## Page text
##############################
The race for nickel, cobalt, copper, and manganese, essential inputs for batteries and the energy transition, has put deep-sea mining back on the radar of governments and companies. The promise is to meet demand without depending so much on terrestrial mines, which are currently under pressure from costs and licensing.

In the United States, an executive order from April 24, 2025, instructed to speed up domestic procedures for commercial exploration and recovery under the DSHMRA law, a move followed by a rule proposal published on July 7 and by public hearings set for September.

At the same time, the International Seabed Authority (ISA) concluded its 30th session in July with “historic decisions,” but without a final code for the commercial exploration phase, the so-called Mining Code. The regulatory landscape remains under construction.

In the environmental field, recent studies indicate lasting impacts on deep-sea ecosystems, fueling calls for a moratorium from dozens of countries, companies, and scientists. The dispute is, at the same time, economic, legal, and ecological.

US Accelerates Licenses for Seabed Mining, What Has Been Signed and What Is the Practical Effect on the Market

The executive order “Unleashing America’s Offshore Critical Minerals and Resources” establishes guidelines for US leadership in ocean mineral exploration and for a domestic regulatory review. NOAA, the US ocean agency, has opened a formal consultation on revisions to licensing rules and commercial recovery permits.

The package includes public hearings on September 3 and 4, 2025, a key step to define how the country will apply DSHMRA to projects in international waters, a sensitive topic because the US has not ratified the UN Convention on the Law of the Sea.

In the private sector, The Metals Company (TMC) announced it prioritizes the American regulatory pathway, with submissions for exploration licenses and requests for commercial recovery through its US affiliate; the company reported that NOAA deemed the exploration applications complete.

Clarion-Clipperton Zone (CCZ), the “Delicacy” of Polymetallic Nodules and Why It Matters

The CCZ is a vast abyssal plain in the Pacific, between Hawaii and Mexico, known for its abundance of polymetallic nodules, concretions that concentrate manganese, nickel, cobalt, and copper. Its potential for the supply chain of electric vehicle batteries explains the geopolitical interest.

The ISA has already issued several exploration contracts in the area, but the transition to the commercial exploration phase depends on the Mining Code. So far, the process is advancing in stages, with partial decisions and no final consensus.

The dispute over “who regulates what” is intensifying, while the ISA coordinates contracts and multilateral standards, Washington signals that there is a domestic pathway for American companies under the DSHMRA, an arrangement that could generate legal and diplomatic frictions.
##############################
## Raw data
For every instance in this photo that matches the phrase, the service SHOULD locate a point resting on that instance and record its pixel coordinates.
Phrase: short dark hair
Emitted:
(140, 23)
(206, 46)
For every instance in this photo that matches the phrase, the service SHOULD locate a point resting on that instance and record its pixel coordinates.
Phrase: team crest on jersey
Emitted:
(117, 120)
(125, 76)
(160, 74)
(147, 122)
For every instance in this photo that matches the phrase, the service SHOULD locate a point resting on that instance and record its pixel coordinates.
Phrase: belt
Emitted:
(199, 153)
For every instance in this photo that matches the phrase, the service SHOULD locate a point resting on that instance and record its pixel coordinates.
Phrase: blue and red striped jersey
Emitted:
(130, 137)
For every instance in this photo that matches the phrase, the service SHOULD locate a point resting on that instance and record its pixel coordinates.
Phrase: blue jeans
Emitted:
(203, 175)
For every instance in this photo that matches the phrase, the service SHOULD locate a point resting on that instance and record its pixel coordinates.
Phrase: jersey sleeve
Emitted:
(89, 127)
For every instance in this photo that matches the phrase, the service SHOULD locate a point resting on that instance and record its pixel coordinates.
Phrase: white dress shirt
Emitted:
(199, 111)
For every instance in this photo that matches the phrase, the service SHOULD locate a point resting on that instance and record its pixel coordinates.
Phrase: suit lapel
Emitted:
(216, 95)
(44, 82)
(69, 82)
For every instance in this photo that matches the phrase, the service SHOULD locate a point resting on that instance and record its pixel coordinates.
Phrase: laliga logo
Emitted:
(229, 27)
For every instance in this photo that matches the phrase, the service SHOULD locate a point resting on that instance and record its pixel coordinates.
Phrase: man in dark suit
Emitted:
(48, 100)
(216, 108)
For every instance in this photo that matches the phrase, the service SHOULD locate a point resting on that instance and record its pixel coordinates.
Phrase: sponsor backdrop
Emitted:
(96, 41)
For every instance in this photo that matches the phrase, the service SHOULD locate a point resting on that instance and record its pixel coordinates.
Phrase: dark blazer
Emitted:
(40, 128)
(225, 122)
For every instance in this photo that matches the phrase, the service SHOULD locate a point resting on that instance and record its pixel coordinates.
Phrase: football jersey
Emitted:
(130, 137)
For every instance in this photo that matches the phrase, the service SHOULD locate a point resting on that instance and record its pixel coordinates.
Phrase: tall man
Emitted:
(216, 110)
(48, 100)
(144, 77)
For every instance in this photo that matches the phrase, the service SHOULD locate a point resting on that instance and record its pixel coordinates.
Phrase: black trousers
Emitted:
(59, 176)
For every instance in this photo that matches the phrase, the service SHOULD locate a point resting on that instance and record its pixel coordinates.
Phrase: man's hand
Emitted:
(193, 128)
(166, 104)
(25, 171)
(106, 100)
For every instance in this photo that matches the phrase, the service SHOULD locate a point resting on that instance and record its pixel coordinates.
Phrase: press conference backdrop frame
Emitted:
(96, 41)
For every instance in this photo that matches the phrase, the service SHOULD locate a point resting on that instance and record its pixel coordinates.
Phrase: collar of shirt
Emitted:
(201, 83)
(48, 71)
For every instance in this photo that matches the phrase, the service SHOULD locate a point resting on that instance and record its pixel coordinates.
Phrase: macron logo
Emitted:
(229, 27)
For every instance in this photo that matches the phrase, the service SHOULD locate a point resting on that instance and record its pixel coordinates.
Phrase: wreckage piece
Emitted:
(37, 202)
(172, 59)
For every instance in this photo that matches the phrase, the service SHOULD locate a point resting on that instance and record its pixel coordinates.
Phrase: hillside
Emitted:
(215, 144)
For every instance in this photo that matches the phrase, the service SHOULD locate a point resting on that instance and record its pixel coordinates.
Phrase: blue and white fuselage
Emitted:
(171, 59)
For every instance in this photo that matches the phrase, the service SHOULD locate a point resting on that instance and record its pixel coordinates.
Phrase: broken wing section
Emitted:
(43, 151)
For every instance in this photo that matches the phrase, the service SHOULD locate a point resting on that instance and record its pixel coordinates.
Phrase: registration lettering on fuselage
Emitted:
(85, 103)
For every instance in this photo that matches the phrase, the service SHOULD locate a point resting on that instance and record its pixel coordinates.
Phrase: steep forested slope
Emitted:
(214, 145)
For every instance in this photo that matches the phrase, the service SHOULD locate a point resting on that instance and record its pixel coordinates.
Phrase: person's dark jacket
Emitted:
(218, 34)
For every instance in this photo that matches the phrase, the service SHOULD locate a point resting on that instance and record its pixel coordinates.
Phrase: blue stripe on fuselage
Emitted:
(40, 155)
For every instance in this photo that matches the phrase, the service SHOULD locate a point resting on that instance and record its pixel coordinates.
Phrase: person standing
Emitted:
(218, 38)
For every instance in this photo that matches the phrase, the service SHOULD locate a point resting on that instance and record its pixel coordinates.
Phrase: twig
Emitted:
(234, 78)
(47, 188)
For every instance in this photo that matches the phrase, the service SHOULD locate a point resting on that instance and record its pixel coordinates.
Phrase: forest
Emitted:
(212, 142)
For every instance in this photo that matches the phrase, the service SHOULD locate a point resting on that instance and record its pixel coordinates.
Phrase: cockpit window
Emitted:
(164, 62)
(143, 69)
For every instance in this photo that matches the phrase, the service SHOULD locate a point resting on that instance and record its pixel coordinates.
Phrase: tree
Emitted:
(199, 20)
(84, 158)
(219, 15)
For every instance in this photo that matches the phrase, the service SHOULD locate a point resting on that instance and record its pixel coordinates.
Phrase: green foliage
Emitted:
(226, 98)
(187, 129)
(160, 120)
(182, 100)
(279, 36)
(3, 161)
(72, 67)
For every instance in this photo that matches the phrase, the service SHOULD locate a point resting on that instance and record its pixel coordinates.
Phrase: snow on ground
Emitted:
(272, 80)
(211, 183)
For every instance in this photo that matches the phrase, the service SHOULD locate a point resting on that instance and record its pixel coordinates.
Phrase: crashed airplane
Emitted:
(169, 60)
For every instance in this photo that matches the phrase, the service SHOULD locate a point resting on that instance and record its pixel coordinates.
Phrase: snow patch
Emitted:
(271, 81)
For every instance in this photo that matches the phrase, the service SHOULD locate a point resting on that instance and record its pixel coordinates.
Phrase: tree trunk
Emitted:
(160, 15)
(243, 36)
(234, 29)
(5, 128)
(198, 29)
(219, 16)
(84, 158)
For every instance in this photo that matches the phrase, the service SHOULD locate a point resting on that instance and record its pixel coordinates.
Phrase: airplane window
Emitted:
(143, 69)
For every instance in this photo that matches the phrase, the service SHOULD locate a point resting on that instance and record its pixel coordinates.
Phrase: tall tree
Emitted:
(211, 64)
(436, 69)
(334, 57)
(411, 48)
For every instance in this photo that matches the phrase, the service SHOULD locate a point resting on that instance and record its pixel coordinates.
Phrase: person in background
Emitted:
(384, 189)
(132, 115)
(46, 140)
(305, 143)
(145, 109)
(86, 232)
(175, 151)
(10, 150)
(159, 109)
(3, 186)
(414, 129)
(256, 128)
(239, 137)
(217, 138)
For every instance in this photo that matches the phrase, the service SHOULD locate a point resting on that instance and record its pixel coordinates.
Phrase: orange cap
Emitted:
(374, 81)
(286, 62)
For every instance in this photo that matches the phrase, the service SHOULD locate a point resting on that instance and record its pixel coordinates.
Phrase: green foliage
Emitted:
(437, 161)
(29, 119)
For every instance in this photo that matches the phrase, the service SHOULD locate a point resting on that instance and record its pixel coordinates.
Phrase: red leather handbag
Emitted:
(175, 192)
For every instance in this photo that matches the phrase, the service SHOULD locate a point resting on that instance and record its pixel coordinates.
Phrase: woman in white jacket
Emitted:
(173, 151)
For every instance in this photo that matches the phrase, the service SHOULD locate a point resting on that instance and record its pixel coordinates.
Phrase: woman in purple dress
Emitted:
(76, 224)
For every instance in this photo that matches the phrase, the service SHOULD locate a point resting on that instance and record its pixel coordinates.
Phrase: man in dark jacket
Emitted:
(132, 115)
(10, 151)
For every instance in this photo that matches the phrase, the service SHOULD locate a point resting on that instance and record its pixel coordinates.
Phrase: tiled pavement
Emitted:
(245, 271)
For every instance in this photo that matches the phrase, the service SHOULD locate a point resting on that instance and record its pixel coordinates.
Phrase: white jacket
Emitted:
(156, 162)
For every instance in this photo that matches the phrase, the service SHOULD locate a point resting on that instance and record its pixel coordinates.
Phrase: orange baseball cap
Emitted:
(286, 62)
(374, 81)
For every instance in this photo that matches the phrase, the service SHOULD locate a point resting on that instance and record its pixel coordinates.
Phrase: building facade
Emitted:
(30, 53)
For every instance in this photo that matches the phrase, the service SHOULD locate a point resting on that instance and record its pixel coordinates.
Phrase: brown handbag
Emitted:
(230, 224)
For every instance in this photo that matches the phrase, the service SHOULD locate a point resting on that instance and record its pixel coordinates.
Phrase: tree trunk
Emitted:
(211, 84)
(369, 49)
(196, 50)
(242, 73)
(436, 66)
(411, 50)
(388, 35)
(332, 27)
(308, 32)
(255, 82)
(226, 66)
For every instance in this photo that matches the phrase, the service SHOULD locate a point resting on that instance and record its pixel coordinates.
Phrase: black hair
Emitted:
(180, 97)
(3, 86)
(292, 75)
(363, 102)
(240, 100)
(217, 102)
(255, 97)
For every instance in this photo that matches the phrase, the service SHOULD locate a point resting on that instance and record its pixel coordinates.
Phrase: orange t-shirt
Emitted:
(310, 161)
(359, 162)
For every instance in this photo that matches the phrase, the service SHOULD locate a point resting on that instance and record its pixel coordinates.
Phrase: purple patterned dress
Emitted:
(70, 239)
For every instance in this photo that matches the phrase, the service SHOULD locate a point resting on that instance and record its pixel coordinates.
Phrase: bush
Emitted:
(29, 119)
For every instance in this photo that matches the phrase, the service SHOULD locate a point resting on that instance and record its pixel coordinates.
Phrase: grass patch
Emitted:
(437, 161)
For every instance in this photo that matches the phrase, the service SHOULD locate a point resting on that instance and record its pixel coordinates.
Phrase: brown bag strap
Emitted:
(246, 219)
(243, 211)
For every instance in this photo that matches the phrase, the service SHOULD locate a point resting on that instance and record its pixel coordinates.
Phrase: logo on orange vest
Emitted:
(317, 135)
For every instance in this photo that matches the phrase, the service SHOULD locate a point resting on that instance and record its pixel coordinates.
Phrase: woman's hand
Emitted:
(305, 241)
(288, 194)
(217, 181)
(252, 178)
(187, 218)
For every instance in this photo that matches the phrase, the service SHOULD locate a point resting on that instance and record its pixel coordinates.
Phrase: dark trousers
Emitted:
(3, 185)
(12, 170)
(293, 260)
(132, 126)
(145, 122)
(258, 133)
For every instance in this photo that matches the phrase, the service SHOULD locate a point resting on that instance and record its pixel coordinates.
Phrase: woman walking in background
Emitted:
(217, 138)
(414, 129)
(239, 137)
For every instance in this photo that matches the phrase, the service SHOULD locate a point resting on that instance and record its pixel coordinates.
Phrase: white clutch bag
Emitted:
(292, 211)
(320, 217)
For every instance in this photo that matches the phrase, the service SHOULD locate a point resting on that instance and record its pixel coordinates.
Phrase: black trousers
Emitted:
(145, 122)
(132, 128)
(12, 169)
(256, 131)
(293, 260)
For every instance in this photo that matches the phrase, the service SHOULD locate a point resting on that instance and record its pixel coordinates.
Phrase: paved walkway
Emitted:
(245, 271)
##############################
## Work to be completed
Reproduce the section of the text on deep-sea mining from "In the United" to "remains under construction.", word for word.

## Finished exercise
In the United States, an executive order from April 24, 2025, instructed to speed up domestic procedures for commercial exploration and recovery under the DSHMRA law, a move followed by a rule proposal published on July 7 and by public hearings set for September.

At the same time, the International Seabed Authority (ISA) concluded its 30th session in July with “historic decisions,” but without a final code for the commercial exploration phase, the so-called Mining Code. The regulatory landscape remains under construction.